▸ TASK PROMPT
Set down, unchanged, the line holding "the elderly man." and all lines that follow it to the end of the material, leaving pictures out.

####################

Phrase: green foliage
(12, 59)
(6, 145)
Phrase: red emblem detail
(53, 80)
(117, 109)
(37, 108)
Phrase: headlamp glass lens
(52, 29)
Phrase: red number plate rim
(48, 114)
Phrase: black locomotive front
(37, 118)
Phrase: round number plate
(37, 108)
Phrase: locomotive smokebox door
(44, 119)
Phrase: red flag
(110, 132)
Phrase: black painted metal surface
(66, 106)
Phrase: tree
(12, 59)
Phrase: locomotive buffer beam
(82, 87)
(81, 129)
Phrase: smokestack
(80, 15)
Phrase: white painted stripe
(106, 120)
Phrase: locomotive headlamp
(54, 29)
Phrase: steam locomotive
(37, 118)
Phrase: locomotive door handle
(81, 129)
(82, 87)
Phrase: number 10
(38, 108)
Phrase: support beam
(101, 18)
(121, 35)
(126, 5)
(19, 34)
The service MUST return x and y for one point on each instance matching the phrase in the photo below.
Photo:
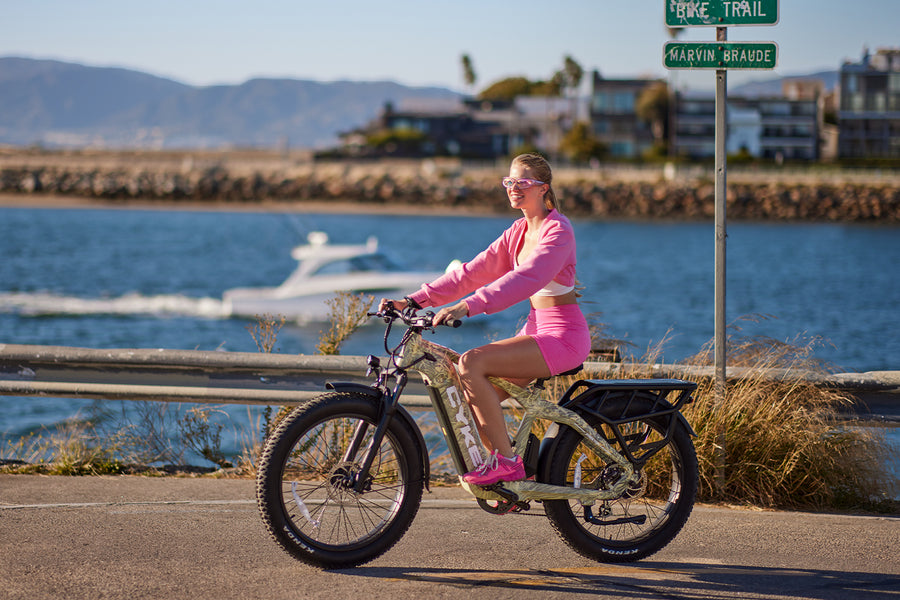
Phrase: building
(869, 106)
(782, 128)
(440, 128)
(614, 119)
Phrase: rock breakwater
(598, 197)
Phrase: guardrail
(281, 379)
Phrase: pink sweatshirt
(495, 278)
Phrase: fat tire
(666, 515)
(382, 514)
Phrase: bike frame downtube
(389, 407)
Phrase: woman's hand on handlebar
(449, 314)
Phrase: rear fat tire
(300, 496)
(665, 495)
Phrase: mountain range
(57, 104)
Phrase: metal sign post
(721, 235)
(720, 56)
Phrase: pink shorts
(562, 335)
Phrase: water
(153, 279)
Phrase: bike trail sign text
(720, 13)
(720, 55)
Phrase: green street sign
(720, 13)
(720, 55)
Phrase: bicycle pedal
(508, 495)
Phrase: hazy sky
(204, 42)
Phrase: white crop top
(554, 289)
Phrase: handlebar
(410, 317)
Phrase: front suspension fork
(359, 480)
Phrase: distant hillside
(772, 87)
(59, 104)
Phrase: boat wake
(46, 304)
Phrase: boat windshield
(358, 264)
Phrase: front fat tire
(299, 495)
(666, 496)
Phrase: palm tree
(468, 73)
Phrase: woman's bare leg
(517, 358)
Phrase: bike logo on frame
(466, 429)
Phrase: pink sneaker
(496, 468)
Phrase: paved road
(138, 537)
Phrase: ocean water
(116, 278)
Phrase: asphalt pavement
(143, 537)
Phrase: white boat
(324, 270)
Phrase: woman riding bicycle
(534, 259)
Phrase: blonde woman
(534, 259)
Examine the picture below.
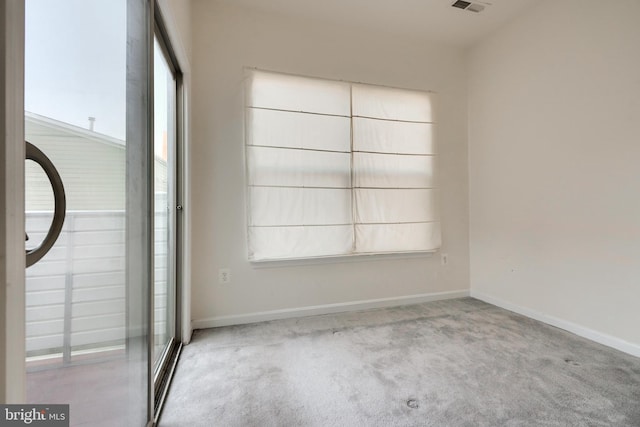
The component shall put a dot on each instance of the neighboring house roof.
(92, 166)
(56, 128)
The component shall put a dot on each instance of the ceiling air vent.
(467, 5)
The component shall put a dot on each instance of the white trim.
(262, 316)
(583, 331)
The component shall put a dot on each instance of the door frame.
(12, 224)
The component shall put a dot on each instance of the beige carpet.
(447, 363)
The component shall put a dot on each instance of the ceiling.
(429, 19)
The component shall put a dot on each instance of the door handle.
(60, 204)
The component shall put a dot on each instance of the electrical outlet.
(224, 276)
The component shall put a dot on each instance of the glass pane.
(164, 189)
(87, 312)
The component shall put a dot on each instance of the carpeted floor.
(447, 363)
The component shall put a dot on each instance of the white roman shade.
(393, 169)
(335, 168)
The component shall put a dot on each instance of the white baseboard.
(239, 319)
(599, 337)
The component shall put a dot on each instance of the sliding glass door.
(101, 305)
(167, 209)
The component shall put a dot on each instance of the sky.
(75, 64)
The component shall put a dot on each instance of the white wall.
(227, 38)
(554, 108)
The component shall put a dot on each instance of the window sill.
(341, 259)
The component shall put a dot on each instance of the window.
(337, 168)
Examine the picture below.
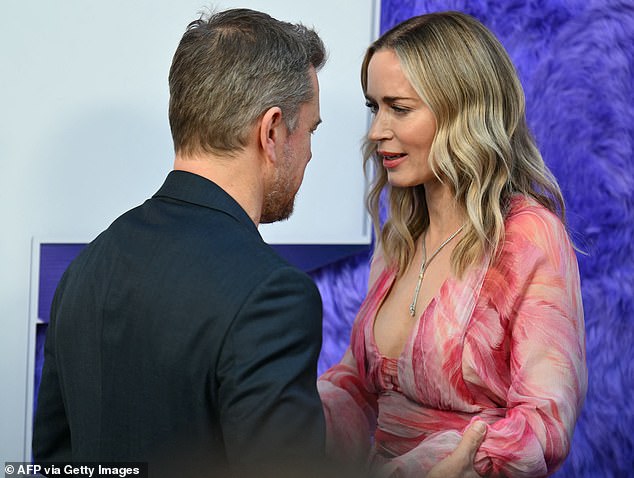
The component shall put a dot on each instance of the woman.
(474, 307)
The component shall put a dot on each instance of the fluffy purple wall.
(576, 62)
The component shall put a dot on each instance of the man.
(178, 336)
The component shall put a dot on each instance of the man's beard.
(279, 200)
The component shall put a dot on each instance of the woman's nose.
(379, 128)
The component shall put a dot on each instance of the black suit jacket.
(178, 334)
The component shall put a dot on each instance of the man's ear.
(272, 132)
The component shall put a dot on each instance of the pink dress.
(505, 344)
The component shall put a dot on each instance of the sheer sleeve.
(350, 411)
(548, 374)
(350, 407)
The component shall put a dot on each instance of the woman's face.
(403, 127)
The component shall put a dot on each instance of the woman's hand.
(460, 463)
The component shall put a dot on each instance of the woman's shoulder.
(529, 222)
(526, 215)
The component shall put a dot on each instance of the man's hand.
(460, 463)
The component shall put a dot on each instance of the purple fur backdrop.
(576, 62)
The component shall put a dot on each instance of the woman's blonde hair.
(482, 148)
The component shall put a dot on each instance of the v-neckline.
(414, 330)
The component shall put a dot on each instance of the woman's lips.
(391, 160)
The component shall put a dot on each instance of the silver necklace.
(423, 267)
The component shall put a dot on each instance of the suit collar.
(195, 189)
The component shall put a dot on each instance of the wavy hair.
(482, 147)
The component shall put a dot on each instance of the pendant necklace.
(423, 267)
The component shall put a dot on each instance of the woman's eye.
(399, 109)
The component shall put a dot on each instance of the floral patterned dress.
(505, 344)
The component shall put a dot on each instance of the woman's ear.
(272, 133)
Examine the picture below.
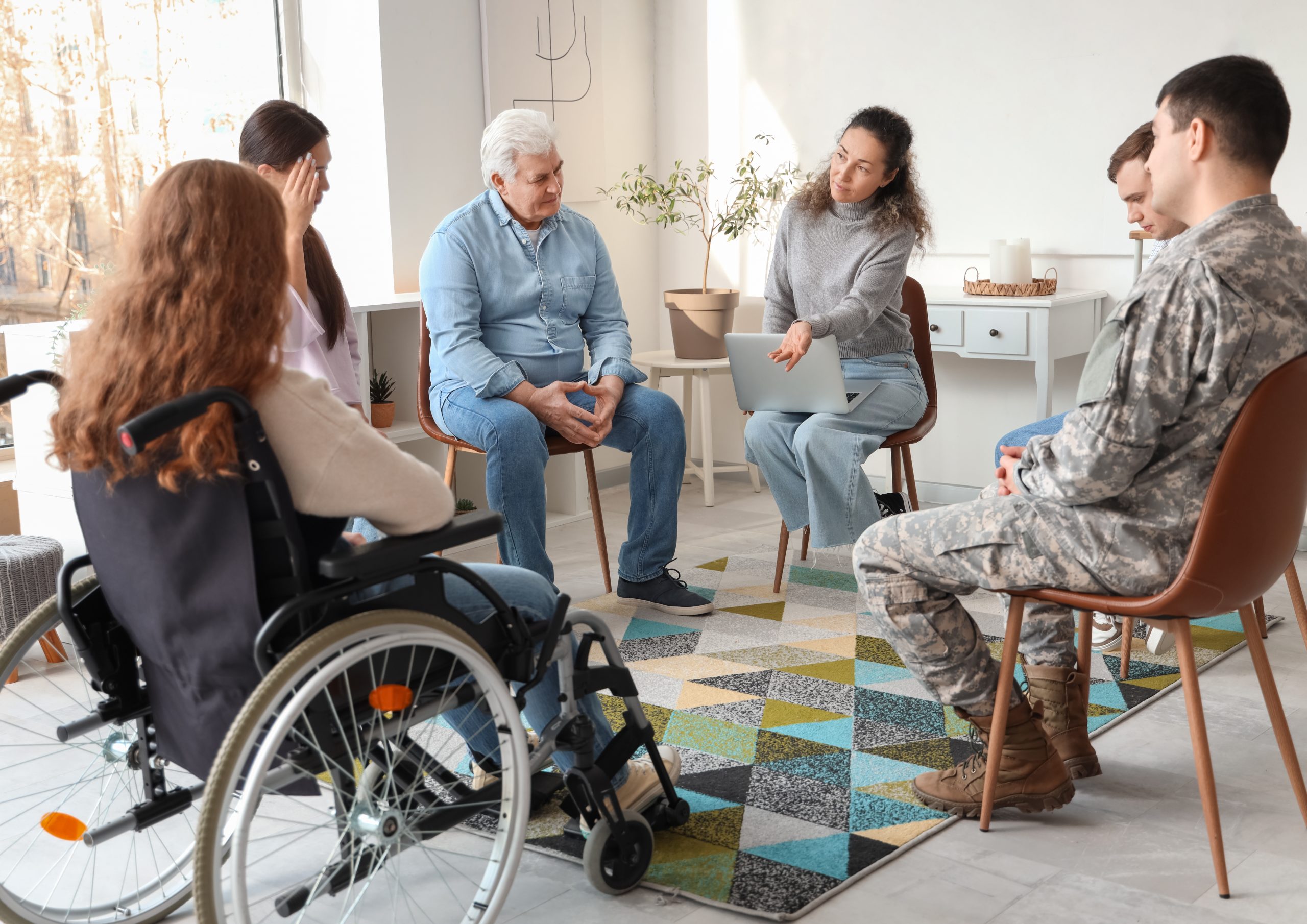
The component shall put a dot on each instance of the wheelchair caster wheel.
(615, 866)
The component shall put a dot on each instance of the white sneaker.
(1160, 641)
(1105, 633)
(642, 787)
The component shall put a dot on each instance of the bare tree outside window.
(99, 99)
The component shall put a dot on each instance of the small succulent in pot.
(381, 387)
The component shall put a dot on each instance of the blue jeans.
(647, 425)
(813, 463)
(535, 599)
(1021, 435)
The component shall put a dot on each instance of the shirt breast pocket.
(577, 295)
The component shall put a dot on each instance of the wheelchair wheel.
(54, 791)
(349, 783)
(617, 866)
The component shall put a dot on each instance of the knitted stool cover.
(29, 566)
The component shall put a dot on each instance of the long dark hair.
(900, 200)
(276, 134)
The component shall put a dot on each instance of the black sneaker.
(666, 593)
(893, 503)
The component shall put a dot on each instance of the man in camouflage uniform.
(1110, 503)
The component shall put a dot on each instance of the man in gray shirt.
(1109, 505)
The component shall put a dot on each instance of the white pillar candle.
(1021, 262)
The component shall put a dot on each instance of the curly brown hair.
(200, 302)
(899, 202)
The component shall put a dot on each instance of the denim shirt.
(502, 311)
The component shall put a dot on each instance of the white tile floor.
(1131, 847)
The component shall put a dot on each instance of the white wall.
(342, 63)
(1016, 106)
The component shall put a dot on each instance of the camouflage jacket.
(1124, 480)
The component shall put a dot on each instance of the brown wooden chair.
(900, 445)
(556, 445)
(1243, 543)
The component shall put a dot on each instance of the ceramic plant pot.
(383, 415)
(701, 321)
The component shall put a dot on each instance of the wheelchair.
(319, 773)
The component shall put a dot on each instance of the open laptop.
(812, 387)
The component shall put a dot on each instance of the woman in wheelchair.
(343, 710)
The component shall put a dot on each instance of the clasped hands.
(553, 408)
(1007, 471)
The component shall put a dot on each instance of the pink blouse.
(306, 348)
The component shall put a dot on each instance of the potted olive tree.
(703, 317)
(381, 387)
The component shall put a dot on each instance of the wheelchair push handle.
(16, 384)
(139, 432)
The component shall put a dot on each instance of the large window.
(100, 97)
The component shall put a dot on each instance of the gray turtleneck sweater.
(842, 276)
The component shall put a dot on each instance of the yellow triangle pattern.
(761, 611)
(778, 713)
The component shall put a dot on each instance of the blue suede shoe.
(667, 593)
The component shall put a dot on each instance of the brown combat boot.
(1058, 697)
(1032, 775)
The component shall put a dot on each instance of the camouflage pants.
(913, 566)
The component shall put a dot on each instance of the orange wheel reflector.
(390, 698)
(66, 828)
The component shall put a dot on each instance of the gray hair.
(515, 131)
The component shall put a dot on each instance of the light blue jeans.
(647, 425)
(535, 599)
(1021, 435)
(813, 463)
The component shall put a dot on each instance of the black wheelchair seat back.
(191, 575)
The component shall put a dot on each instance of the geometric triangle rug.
(801, 731)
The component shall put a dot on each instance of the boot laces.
(976, 762)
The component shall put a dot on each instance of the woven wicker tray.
(979, 286)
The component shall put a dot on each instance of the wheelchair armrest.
(399, 551)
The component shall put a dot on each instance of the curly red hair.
(200, 302)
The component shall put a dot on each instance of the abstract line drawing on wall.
(545, 52)
(547, 55)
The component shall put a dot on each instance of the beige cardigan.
(339, 466)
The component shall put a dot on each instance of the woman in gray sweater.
(837, 271)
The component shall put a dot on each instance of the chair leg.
(1002, 703)
(53, 649)
(1259, 607)
(1296, 593)
(1082, 649)
(1262, 664)
(1127, 643)
(451, 456)
(781, 557)
(910, 477)
(1201, 753)
(596, 514)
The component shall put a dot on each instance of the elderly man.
(517, 286)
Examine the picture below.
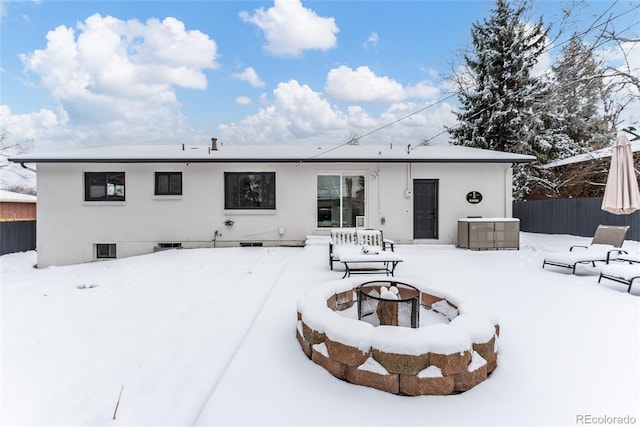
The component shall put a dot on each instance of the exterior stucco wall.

####################

▸ PROBLEM SOLUTION
The component shall put a dot on each instance of the elderly man.
(517, 286)
Examine the picture below.
The component shall put a dot on each instance of the exterior stucco wall.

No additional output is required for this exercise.